> _Problem details_: Reproduce word for word the passage of the post on Jacques II de Chabannes below, between "Tuesday, 22 March" and "managed to escape.", inclusive.

━━ Selection ━━

Tuesday, 22 March 2022

Jacques II de Chabannes Lord of La Palisse



Here we have a much long awaited senior French Commander for my Army, Jacques II de Chabannes, Lord of Lapalisse. If he wasn't dead he'd still be alive*

For my interest he was one of the commanders of the French relief army sent to aid the beseiged town of Therouanne in 1513. He fought in the Battle of the Spurs where he was wounded, captured then managed to escape.

This Campaign has been the focus around which my collection has pivoted and it's interesting to then have the ability to open up other doors for how I can use it and this gentleman is no exception.


You can find a relatively brief Wikipedia biography in English here and a very detailed biography in French here for the latter you can translate sections as you read it.

It's a long career taking him through many engagements, lots of potential for games with this chap, his first and last engagements are as follows;

His first action aged 20 was in 1488 at the battle of St Aubin du Cormier where he was knighted for his valour in this engagement and shortly after in 1490 became a gentleman of  King Charles VIIIs household.

━━━
━━ Information supplied ━━

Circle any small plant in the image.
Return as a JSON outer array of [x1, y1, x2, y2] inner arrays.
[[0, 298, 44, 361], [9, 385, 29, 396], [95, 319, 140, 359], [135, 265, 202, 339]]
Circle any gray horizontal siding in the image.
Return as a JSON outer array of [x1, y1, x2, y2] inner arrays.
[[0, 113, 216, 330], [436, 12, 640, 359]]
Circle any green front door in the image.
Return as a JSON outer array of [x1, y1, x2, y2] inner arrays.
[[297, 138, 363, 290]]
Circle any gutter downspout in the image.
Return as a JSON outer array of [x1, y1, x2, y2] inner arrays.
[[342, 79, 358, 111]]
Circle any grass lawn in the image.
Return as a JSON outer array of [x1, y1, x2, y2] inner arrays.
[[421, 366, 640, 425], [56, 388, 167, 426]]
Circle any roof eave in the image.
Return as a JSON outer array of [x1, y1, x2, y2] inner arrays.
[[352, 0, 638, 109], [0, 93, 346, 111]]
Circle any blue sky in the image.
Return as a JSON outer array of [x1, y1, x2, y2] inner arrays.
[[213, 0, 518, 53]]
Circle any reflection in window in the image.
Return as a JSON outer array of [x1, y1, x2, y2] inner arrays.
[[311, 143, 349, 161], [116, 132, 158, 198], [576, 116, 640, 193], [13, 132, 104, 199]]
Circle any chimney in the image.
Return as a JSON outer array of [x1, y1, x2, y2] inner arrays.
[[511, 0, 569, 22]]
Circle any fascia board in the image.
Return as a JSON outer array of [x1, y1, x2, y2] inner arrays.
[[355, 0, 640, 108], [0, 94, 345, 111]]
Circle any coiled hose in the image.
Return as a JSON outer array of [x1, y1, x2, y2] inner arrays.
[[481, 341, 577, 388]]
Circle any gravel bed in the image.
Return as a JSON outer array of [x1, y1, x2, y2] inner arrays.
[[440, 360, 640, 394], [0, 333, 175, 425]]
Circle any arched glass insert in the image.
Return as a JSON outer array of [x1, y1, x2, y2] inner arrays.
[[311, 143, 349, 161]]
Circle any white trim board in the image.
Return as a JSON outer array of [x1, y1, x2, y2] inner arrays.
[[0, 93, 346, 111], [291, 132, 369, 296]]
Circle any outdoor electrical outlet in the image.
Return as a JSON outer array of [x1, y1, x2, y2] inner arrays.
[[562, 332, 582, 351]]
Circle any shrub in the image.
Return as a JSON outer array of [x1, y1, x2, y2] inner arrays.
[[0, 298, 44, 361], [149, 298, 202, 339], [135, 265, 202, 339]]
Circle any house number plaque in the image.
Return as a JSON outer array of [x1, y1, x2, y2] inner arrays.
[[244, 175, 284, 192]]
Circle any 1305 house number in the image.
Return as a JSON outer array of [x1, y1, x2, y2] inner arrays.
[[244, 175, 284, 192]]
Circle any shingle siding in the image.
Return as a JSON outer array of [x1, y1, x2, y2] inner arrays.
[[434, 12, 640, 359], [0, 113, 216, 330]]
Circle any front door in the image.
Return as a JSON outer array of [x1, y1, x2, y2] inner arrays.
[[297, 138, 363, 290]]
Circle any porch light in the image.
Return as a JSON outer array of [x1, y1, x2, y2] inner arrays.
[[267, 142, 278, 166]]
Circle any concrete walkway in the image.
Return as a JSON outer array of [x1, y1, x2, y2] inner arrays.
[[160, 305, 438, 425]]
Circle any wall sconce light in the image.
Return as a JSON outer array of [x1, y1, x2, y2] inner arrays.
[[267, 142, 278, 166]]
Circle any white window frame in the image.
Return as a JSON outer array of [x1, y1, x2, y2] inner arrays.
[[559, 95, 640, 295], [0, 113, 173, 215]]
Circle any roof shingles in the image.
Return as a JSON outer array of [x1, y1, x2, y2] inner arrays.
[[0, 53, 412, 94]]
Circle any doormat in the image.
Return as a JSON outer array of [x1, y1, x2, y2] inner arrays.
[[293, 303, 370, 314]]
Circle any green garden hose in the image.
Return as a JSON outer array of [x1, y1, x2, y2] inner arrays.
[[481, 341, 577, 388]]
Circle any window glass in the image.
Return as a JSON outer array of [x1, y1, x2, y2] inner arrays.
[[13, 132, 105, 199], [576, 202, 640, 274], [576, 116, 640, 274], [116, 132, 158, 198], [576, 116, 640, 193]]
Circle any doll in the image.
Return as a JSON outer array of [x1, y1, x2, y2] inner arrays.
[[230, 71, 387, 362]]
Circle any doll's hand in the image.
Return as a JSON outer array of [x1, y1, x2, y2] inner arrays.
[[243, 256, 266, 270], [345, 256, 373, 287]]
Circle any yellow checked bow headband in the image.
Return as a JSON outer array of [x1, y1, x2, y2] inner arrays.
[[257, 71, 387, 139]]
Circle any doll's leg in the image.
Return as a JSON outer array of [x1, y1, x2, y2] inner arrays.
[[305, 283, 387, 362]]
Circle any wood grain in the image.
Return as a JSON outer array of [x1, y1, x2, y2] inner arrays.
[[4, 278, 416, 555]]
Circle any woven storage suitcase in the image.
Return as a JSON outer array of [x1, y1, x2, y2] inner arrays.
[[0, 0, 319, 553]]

━━━

> _The output_:
Tuesday, 22 March 2022

Jacques II de Chabannes Lord of La Palisse



Here we have a much long awaited senior French Commander for my Army, Jacques II de Chabannes, Lord of Lapalisse. If he wasn't dead he'd still be alive*

For my interest he was one of the commanders of the French relief army sent to aid the beseiged town of Therouanne in 1513. He fought in the Battle of the Spurs where he was wounded, captured then managed to escape.